-- START OF Extracted material --

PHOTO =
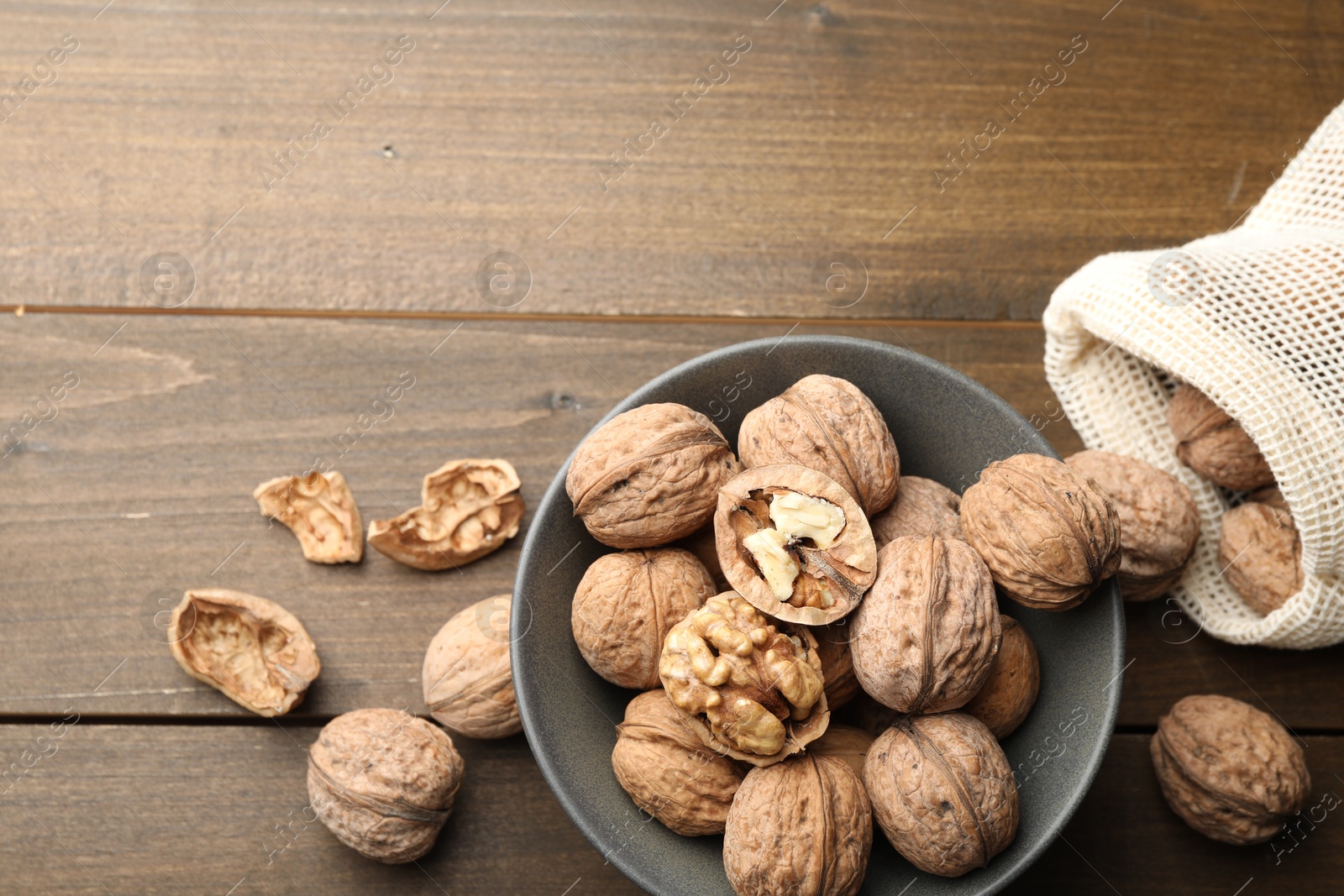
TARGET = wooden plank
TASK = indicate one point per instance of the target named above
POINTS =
(495, 134)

-- END OF Extracted material --

### Set exercise
Render all of the records above as a two-column CSV with the header text,answer. Use one row per record, put each value in a single quoted field with line breaks replaced by spaces, and leave out the pictures.

### Solution for this task
text,answer
"PHOTO = TARGET = wooden plank TASK = indicate one point per instance of the target named above POINTS =","(495, 134)"